Work to complete =>
Reproduce the lines below verbatim, without changing a single character.

[Source records]
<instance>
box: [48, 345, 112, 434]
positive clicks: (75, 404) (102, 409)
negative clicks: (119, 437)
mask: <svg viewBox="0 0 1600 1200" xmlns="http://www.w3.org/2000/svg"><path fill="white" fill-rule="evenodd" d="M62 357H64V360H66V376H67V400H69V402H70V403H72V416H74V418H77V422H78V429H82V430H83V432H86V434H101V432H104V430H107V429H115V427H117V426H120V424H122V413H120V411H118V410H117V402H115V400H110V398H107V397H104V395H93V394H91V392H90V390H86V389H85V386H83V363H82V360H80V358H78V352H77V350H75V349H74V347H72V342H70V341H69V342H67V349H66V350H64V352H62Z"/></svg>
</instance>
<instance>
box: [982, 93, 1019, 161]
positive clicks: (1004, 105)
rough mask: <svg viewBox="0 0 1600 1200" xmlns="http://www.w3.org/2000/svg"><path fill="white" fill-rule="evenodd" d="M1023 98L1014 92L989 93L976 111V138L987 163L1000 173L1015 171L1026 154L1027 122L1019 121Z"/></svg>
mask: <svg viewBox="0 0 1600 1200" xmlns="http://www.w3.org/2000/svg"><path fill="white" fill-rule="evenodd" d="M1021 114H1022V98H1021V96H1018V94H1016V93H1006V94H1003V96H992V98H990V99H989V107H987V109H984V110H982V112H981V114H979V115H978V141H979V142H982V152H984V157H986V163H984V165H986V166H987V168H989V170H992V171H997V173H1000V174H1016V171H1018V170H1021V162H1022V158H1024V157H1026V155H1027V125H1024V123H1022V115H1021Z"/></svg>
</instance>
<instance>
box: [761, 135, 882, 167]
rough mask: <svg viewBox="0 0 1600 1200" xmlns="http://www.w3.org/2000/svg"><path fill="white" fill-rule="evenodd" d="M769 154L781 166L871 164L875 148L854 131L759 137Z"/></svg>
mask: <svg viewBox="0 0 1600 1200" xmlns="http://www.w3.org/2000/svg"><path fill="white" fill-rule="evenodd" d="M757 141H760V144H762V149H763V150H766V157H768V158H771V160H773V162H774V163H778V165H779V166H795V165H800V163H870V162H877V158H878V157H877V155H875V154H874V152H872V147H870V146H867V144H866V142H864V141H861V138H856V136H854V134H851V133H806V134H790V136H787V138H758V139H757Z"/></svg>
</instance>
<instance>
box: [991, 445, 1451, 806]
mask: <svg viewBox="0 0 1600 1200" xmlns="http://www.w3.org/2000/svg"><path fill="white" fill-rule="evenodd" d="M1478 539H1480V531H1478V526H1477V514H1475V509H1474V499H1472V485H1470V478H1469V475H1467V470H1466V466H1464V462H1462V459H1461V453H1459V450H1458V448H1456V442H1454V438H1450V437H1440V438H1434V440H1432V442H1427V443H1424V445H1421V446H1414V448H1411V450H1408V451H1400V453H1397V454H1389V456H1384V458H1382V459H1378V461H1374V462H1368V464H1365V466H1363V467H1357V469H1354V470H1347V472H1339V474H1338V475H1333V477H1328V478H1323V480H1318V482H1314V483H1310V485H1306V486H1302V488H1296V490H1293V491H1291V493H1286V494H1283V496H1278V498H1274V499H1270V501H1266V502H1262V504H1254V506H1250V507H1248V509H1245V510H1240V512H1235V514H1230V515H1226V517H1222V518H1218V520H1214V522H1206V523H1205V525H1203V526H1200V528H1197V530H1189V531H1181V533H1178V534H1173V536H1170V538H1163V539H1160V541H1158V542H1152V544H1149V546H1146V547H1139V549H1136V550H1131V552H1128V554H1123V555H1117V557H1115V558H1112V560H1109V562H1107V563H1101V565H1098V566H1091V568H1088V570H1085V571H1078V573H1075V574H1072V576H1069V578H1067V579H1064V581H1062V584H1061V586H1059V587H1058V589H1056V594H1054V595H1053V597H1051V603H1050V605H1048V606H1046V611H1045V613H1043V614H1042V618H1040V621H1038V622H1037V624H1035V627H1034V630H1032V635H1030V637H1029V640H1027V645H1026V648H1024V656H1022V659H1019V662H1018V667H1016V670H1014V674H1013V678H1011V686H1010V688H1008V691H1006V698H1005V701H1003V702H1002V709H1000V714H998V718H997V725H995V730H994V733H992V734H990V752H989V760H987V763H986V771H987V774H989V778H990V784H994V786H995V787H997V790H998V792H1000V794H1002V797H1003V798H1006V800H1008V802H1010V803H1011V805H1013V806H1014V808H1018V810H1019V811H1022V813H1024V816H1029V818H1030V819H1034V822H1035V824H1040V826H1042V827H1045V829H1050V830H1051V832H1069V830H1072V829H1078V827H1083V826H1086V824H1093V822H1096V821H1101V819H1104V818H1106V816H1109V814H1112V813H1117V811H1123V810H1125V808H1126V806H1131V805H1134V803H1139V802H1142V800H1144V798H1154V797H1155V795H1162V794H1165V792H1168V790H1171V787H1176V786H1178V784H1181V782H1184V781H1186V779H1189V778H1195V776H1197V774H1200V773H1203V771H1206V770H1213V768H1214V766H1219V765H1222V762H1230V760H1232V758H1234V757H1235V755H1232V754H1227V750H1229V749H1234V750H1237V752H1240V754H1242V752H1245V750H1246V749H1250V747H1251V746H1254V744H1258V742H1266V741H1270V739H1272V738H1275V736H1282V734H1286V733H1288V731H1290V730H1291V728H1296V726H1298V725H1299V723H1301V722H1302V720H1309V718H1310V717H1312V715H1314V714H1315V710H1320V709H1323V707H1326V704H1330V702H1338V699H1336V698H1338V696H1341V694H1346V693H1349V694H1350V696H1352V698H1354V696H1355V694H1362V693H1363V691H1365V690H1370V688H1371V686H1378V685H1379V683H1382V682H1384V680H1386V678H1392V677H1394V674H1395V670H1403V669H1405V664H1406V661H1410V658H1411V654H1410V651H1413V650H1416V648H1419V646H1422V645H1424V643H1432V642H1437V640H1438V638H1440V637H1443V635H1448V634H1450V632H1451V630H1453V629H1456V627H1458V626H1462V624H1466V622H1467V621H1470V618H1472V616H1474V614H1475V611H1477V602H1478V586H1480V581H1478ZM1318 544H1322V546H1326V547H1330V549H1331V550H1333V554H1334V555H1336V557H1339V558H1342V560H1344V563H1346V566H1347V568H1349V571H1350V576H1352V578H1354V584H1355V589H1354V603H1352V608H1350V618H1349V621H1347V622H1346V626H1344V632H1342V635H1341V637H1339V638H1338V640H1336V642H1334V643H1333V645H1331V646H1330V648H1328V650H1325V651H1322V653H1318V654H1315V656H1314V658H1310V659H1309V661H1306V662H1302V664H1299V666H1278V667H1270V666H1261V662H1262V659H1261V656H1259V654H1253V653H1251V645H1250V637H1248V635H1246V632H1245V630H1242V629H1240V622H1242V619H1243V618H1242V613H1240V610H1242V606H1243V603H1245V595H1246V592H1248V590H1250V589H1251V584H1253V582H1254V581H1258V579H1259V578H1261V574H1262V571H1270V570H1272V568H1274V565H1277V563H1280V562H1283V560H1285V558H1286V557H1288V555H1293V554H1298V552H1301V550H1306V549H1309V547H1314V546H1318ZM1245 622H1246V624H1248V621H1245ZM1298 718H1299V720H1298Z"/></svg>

Result for this task =>
<instance>
box: [48, 345, 112, 434]
positive clicks: (75, 404) (102, 409)
negative clicks: (119, 437)
mask: <svg viewBox="0 0 1600 1200" xmlns="http://www.w3.org/2000/svg"><path fill="white" fill-rule="evenodd" d="M62 357H64V360H66V376H67V400H69V402H70V403H72V416H74V418H77V422H78V429H82V430H83V432H86V434H101V432H104V430H107V429H115V427H117V426H120V424H122V413H120V411H118V410H117V402H115V400H110V398H107V397H104V395H93V394H91V392H90V390H86V389H85V386H83V363H82V360H80V358H78V352H77V350H75V349H74V347H72V342H70V341H69V342H67V349H66V350H64V352H62Z"/></svg>
</instance>
<instance>
box: [982, 93, 1019, 161]
positive clicks: (1004, 105)
rough mask: <svg viewBox="0 0 1600 1200" xmlns="http://www.w3.org/2000/svg"><path fill="white" fill-rule="evenodd" d="M1023 98L1014 92L989 93L976 111V138L987 163L1000 173L1015 171L1026 154L1027 122L1019 121Z"/></svg>
mask: <svg viewBox="0 0 1600 1200" xmlns="http://www.w3.org/2000/svg"><path fill="white" fill-rule="evenodd" d="M1021 114H1022V98H1021V96H1018V94H1016V93H1006V94H1003V96H992V98H990V99H989V107H987V109H984V110H982V112H981V114H979V115H978V141H979V142H982V152H984V157H986V163H984V165H986V166H987V168H989V170H992V171H997V173H1000V174H1016V171H1018V170H1021V162H1022V158H1024V157H1026V155H1027V125H1024V123H1022V115H1021Z"/></svg>
</instance>
<instance>
box: [761, 135, 882, 167]
rough mask: <svg viewBox="0 0 1600 1200" xmlns="http://www.w3.org/2000/svg"><path fill="white" fill-rule="evenodd" d="M769 154L781 166L871 164L875 148L854 131L759 137Z"/></svg>
mask: <svg viewBox="0 0 1600 1200" xmlns="http://www.w3.org/2000/svg"><path fill="white" fill-rule="evenodd" d="M757 141H760V144H762V149H763V150H766V157H768V158H771V160H773V162H774V163H778V165H779V166H795V165H800V163H870V162H877V158H878V157H877V155H875V154H874V152H872V147H870V146H867V144H866V142H864V141H861V138H856V136H854V134H851V133H806V134H790V136H787V138H758V139H757Z"/></svg>
</instance>
<instance>
box: [991, 445, 1451, 806]
mask: <svg viewBox="0 0 1600 1200" xmlns="http://www.w3.org/2000/svg"><path fill="white" fill-rule="evenodd" d="M1478 539H1480V531H1478V526H1477V514H1475V509H1474V499H1472V485H1470V478H1469V475H1467V470H1466V466H1464V462H1462V459H1461V453H1459V450H1458V448H1456V442H1454V438H1450V437H1440V438H1434V440H1432V442H1427V443H1424V445H1421V446H1414V448H1411V450H1408V451H1400V453H1397V454H1389V456H1384V458H1382V459H1378V461H1374V462H1368V464H1365V466H1363V467H1357V469H1354V470H1347V472H1339V474H1338V475H1333V477H1328V478H1323V480H1318V482H1314V483H1310V485H1306V486H1302V488H1296V490H1293V491H1291V493H1286V494H1283V496H1278V498H1274V499H1270V501H1266V502H1262V504H1254V506H1250V507H1248V509H1245V510H1240V512H1235V514H1230V515H1226V517H1222V518H1218V520H1214V522H1206V523H1205V525H1203V526H1200V528H1197V530H1189V531H1181V533H1178V534H1173V536H1170V538H1163V539H1160V541H1158V542H1152V544H1149V546H1146V547H1139V549H1136V550H1131V552H1128V554H1123V555H1117V557H1115V558H1112V560H1109V562H1107V563H1101V565H1098V566H1091V568H1088V570H1085V571H1078V573H1075V574H1072V576H1069V578H1067V579H1064V581H1062V584H1061V586H1059V587H1058V589H1056V594H1054V595H1053V597H1051V603H1050V605H1048V606H1046V611H1045V613H1043V614H1042V618H1040V621H1038V622H1037V624H1035V627H1034V630H1032V635H1030V637H1029V640H1027V645H1026V648H1024V656H1022V659H1019V662H1018V667H1016V670H1014V674H1013V678H1011V686H1010V688H1008V691H1006V698H1005V701H1003V702H1002V709H1000V714H998V718H997V725H995V730H994V733H992V734H990V752H989V760H987V763H986V771H987V774H989V778H990V784H994V786H995V787H997V790H998V792H1000V794H1002V797H1003V798H1006V800H1008V802H1010V803H1011V805H1013V806H1014V808H1018V810H1019V811H1022V813H1024V816H1029V818H1030V819H1034V822H1035V824H1040V826H1042V827H1045V829H1050V830H1051V832H1069V830H1072V829H1078V827H1083V826H1086V824H1093V822H1096V821H1101V819H1104V818H1106V816H1109V814H1112V813H1117V811H1123V810H1125V808H1126V806H1131V805H1134V803H1139V802H1142V800H1144V798H1154V797H1155V795H1162V794H1165V792H1168V790H1171V787H1176V786H1178V784H1181V782H1184V781H1186V779H1189V778H1195V776H1197V774H1200V773H1203V771H1206V770H1213V768H1214V766H1219V765H1222V762H1230V760H1232V758H1234V757H1235V755H1232V754H1227V750H1229V749H1234V750H1237V752H1240V754H1242V752H1245V750H1246V749H1250V747H1251V746H1254V744H1258V742H1266V741H1270V739H1272V738H1275V736H1282V734H1286V733H1288V731H1290V730H1291V728H1296V726H1298V725H1299V723H1301V722H1302V720H1309V718H1310V717H1312V715H1314V714H1315V710H1320V709H1323V707H1326V704H1330V702H1338V699H1336V698H1338V696H1341V694H1346V693H1349V694H1350V696H1352V698H1354V696H1355V694H1362V693H1363V691H1365V690H1370V688H1371V686H1378V685H1379V683H1382V682H1384V680H1386V678H1392V677H1394V674H1395V670H1403V669H1405V664H1406V661H1410V658H1411V654H1410V651H1413V650H1416V648H1419V646H1422V645H1424V643H1432V642H1437V640H1438V638H1440V637H1443V635H1448V634H1450V632H1451V630H1453V629H1456V627H1458V626H1462V624H1466V622H1467V621H1470V618H1472V616H1474V614H1475V611H1477V602H1478V586H1480V581H1478ZM1318 544H1322V546H1326V547H1330V549H1331V550H1333V554H1334V555H1336V557H1339V558H1342V560H1344V563H1346V566H1347V568H1349V571H1350V576H1352V578H1354V584H1355V589H1354V603H1352V608H1350V618H1349V621H1347V622H1346V626H1344V632H1342V635H1341V637H1339V638H1338V640H1336V642H1334V643H1333V645H1331V646H1330V648H1328V650H1325V651H1322V653H1318V654H1315V656H1314V658H1310V659H1309V661H1306V662H1302V664H1299V666H1278V667H1270V666H1261V662H1262V659H1261V656H1259V654H1253V653H1251V645H1250V637H1248V635H1246V632H1245V630H1242V629H1240V622H1242V619H1243V618H1242V613H1240V610H1242V606H1243V603H1245V595H1246V592H1248V590H1250V589H1251V584H1253V582H1254V581H1258V579H1259V578H1261V574H1262V571H1270V570H1272V568H1274V565H1277V563H1280V562H1283V560H1285V558H1286V557H1288V555H1293V554H1298V552H1301V550H1306V549H1309V547H1314V546H1318ZM1245 622H1246V624H1248V621H1245ZM1298 718H1299V720H1298Z"/></svg>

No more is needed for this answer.